> _Questions to answer_
- 1) Copy the article on Revvity's earnings from "Comparing to the" to "to $670.7 million.".
- 2) According to the article on Revvity's earnings, what earnings per share did analysts expect for the third quarter?
- 3) Continue the article on Revvity's earnings from the point where it stops.

Revvity (ticker: RVTY) experienced a significant drop in stock value on Monday following its third-quarter earnings report. The health sciences company failed to meet analysts' expectations and also revised its 2023 earnings outlook.

In the third quarter, Revvity reported earnings of $1.18 per share, generating $670.7 million in revenue. This fell short of the anticipated earnings of $1.19 per share on sales of $695.4 million, according to FactSet.

Comparing to the previous year, Revvity's profit dropped from $1.21 per share to $1.18 per share, with revenue declining from $711.8 million to $670.7 million.

Chief Executive Prahlad Singh acknowledged the challenging market conditions but highlighted their solid performance during this period. Singh stated, "During this period of increased market uncertainty, we will focus our efforts on those factors we can control to ensure the company emerges from this period in an even stronger and more agile position."

The management attributed the downturn in demand for the company's pharma and biotech customers as the primary reason for a 1.6% decline in revenue within their life sciences business.

Stored data entries:
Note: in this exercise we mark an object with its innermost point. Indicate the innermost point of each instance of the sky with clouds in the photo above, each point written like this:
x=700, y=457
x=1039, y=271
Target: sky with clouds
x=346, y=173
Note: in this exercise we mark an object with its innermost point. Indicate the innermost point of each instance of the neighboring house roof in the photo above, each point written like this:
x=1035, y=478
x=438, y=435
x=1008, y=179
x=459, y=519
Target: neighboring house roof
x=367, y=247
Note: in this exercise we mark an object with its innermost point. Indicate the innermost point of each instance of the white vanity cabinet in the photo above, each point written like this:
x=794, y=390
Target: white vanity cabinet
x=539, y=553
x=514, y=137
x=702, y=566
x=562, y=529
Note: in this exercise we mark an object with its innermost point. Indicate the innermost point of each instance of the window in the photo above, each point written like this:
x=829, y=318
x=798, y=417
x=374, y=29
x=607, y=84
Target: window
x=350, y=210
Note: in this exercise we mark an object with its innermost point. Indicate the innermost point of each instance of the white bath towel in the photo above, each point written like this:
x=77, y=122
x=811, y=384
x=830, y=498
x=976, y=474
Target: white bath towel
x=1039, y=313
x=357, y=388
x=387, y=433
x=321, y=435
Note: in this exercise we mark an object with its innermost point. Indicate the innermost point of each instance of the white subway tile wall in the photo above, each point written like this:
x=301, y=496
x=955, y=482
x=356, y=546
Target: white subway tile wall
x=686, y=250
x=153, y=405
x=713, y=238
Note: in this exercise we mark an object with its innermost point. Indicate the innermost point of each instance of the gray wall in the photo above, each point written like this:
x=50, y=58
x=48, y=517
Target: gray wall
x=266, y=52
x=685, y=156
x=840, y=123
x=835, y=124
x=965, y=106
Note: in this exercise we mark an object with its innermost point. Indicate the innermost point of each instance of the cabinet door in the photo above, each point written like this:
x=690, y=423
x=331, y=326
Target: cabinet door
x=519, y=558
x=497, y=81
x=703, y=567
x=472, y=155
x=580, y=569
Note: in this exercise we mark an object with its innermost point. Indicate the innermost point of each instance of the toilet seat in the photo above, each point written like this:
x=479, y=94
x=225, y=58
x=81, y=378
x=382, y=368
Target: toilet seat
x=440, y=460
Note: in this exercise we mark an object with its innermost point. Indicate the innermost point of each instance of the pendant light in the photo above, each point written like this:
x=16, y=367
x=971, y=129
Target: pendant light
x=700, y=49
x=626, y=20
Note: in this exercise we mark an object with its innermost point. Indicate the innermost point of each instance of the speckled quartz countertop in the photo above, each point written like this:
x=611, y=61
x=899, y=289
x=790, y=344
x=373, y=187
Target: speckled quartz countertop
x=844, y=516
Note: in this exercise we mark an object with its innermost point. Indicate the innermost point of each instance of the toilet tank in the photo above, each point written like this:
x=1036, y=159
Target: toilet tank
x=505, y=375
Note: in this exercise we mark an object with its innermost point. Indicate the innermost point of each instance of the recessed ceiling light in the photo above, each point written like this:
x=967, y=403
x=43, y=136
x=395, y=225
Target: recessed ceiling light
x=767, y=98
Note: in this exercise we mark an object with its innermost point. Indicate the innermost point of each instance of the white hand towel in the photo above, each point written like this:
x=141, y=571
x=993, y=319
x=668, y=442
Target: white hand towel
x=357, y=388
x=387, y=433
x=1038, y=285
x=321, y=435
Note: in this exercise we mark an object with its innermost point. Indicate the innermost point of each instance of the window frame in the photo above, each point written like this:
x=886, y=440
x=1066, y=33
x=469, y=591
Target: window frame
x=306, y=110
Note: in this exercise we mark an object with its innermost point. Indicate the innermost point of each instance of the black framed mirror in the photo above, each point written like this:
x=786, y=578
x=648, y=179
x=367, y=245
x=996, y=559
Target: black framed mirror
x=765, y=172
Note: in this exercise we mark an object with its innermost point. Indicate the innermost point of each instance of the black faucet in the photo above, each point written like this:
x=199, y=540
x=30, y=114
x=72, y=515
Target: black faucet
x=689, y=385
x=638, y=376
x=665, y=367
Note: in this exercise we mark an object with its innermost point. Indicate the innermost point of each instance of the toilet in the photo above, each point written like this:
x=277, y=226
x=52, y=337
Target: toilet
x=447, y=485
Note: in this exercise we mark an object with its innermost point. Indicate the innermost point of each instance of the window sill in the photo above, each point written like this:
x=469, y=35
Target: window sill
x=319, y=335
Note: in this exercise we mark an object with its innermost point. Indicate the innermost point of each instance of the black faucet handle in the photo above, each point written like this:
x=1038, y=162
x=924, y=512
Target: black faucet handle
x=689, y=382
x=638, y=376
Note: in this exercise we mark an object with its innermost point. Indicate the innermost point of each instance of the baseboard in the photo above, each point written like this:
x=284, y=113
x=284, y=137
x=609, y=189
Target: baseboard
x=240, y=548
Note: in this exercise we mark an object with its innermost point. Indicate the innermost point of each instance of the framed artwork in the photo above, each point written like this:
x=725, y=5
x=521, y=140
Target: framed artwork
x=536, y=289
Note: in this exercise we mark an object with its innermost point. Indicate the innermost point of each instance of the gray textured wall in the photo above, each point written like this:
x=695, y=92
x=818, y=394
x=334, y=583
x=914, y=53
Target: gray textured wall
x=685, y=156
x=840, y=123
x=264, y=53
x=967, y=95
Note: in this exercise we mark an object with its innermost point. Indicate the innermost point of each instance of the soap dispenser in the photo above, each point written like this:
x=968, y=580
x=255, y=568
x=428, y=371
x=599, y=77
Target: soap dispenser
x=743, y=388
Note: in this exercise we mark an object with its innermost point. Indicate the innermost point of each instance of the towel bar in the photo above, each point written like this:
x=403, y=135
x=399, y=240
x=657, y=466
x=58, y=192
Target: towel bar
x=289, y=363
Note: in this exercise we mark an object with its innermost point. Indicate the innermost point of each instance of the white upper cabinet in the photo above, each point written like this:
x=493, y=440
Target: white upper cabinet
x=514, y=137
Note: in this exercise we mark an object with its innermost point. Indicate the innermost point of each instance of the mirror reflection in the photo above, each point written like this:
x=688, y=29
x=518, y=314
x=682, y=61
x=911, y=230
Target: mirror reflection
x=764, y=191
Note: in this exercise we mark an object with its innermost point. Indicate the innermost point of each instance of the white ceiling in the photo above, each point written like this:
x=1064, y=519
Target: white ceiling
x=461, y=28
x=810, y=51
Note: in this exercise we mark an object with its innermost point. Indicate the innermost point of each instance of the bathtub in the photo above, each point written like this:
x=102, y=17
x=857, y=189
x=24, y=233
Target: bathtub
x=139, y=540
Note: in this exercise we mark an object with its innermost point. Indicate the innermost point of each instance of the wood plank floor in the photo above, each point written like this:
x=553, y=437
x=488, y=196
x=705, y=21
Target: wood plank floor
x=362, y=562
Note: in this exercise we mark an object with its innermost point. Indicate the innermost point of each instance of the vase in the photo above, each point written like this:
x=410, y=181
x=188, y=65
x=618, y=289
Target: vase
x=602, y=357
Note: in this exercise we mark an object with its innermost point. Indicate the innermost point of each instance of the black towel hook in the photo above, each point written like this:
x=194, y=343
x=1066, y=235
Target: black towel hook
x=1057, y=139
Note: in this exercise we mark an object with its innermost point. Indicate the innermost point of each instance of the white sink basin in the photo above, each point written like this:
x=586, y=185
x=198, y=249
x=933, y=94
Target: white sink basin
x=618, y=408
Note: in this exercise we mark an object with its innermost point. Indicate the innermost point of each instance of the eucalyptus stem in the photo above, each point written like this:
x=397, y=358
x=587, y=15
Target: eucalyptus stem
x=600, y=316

> _Outputs in order_
- 1)
Comparing to the previous year, Revvity's profit dropped from $1.21 per share to $1.18 per share, with revenue declining from $711.8 million to $670.7 million.

- 2) $1.19 per share

- 3)
In addition to disappointing results, Revvity adjusted its fiscal 2023 earnings outlook downward. The company now expects earnings to range between $4.53 and $4.57 per share, compared to the previous guidance of $4.70 to $4.90 per share. Similarly, new revenue expectations were revised to be in the range of $2.72 billion to $2.74 billion, down from the previous estimates of $2.8 billion to $2.85 billion.

As a consequence, Revvity stock plummeted by 18% to $80.18. This marks its largest percentage decrease since December 2008 and the lowest closing price since April 2020, according to Dow Jones Market Data. For the year, Revvity has experienced a drastic 43% decline, making it one of the worst-performing stocks in the S&P 500 on Monday.